• **TO BE DONE**:
- a) Condense the paragraph of the wrapped bitcoin report that begins "Kaiko said WBTC’s discount" into two shorter sentences, keeping its main facts.
- b) From the wrapped bitcoin report, extract the stretch from "Chen Fang, chief" through "according to Kaiko.".
- c) Say whether each statement agrees with the wrapped bitcoin report, answering yes or no and quoting the deciding words: (i) BitGo is WBTC's official custodian. (ii) After the clarification, WBTC's discount disappeared entirely. (iii) Kaiko judged Friday's rumors to be well founded.

• **EXTRACT PROVIDED**:
▬▬▬

According to a new report from crypto analysis firm Kaiko, wrapped bitcoin (WBTC), the largest wrapped version of bitcoin on the Ethereum blockchain, has traded at a discount to bitcoin’s price since Sam Bankman-Fried's embattled FTX exchange filed for bankruptcy protection on Nov. 11.

Kaiko said WBTC’s discount dropped to as low as 1.5% Friday after investors reacted to questions posed on Twitter about whether WBTC is fully backed. The rumor was based on data from Messari's dashboard on Dune Analysis that says FTX’s sister company, Alameda Research, was a top WBTC merchant by the number of tokens minted.

Chen Fang, chief operating officer for BitGo, WBTC's official custodian, quickly clarified that every WBTC is “1:1 backed and verifiable on-chain.”

Friday’s rumors “appear to be unfounded” as Alameda would have needed to send all BTC to BitGo, meaning that the now-defunct exchange “never actually took custody of the BTC themselves,” the Kaiko report stated.

“Alameda was a ‘WBTC merchant,’ which means they’d accept BTC from customers and send it to BitGo to mint WBTC,” crypto influencer Udi Wertheimer tweeted. “Alameda NEVER custodied BTC themselves!”

Despite the clarification, WBTC’s discount is still at 0.5%, according to Kaiko.

Wrapped assets like WBTC are meant to be pegged to the value of the original asset. They are often used for trading, lending and borrowing on decentralized-finance (DeFi) platforms.

▬▬▬

[Dataset excerpt]

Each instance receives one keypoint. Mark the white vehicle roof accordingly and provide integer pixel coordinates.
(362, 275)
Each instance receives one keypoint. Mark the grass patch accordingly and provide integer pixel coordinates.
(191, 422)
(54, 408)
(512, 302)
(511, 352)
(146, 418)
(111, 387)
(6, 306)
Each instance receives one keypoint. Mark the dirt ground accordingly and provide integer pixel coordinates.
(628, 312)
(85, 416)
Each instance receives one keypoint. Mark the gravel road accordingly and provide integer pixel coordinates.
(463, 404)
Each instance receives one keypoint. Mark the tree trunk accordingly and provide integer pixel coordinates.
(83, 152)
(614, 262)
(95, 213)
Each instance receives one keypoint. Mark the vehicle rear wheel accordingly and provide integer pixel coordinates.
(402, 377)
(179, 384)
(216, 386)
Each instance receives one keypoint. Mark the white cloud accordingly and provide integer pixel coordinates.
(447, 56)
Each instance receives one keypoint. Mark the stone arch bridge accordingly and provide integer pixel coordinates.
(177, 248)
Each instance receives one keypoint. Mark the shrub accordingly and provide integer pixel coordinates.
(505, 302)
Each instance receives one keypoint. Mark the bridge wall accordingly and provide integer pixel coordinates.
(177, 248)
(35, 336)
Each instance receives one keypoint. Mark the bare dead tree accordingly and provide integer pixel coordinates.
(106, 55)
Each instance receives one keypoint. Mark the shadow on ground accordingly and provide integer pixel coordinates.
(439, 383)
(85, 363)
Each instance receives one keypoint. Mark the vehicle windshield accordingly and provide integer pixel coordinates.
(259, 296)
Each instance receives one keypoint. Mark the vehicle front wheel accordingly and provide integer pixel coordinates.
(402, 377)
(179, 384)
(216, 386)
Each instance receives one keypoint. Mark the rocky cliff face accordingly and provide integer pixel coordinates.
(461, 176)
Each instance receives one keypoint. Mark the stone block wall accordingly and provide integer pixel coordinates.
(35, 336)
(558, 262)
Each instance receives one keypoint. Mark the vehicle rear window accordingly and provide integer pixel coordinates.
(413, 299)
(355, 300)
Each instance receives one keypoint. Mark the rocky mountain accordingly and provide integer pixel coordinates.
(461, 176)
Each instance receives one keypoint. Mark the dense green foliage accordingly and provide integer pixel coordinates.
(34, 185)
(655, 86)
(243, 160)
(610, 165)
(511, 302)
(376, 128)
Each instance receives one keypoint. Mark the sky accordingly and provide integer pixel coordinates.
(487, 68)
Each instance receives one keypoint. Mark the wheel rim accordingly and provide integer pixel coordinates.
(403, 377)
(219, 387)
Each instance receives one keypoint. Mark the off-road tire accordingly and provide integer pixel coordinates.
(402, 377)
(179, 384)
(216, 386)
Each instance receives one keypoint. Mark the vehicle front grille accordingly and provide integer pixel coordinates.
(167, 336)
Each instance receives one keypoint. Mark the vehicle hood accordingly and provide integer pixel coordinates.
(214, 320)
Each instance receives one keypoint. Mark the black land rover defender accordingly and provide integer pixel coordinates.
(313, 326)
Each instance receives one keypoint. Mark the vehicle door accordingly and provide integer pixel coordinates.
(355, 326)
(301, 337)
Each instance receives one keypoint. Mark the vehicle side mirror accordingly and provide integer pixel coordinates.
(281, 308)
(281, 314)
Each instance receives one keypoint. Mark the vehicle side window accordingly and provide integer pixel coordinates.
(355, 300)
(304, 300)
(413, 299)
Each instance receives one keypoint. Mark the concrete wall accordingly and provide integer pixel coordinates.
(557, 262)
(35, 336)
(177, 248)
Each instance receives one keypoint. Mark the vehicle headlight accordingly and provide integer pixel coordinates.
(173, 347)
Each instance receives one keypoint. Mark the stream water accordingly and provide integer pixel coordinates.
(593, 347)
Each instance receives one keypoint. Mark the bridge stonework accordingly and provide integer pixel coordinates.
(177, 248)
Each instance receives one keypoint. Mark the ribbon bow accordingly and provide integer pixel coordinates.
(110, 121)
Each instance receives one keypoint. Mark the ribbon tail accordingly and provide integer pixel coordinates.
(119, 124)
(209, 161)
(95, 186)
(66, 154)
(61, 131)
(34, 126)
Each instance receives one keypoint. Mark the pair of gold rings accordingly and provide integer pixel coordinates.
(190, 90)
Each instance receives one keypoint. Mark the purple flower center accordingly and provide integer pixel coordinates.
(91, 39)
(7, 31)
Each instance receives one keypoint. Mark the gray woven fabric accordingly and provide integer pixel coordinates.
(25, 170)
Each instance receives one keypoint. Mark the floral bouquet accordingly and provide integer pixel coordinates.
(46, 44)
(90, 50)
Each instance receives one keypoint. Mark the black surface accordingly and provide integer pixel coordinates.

▬▬▬

• **TASK-BY-TASK RESULTS**:
- a) Kaiko reported that WBTC's discount fell as low as 1.5% on Friday, after Twitter questions about whether WBTC is fully backed. The rumor drew on data from Messari's dashboard on Dune Analysis showing FTX's sister company, Alameda Research, as a top WBTC merchant by tokens minted.

- b)
Chen Fang, chief operating officer for BitGo, WBTC's official custodian, quickly clarified that every WBTC is “1:1 backed and verifiable on-chain.”

Friday’s rumors “appear to be unfounded” as Alameda would have needed to send all BTC to BitGo, meaning that the now-defunct exchange “never actually took custody of the BTC themselves,” the Kaiko report stated.

“Alameda was a ‘WBTC merchant,’ which means they’d accept BTC from customers and send it to BitGo to mint WBTC,” crypto influencer Udi Wertheimer tweeted. “Alameda NEVER custodied BTC themselves!”

Despite the clarification, WBTC’s discount is still at 0.5%, according to Kaiko.

- c)
(i) Yes: "BitGo, WBTC's official custodian"
(ii) No: "WBTC’s discount is still at 0.5%"
(iii) No: "appear to be unfounded"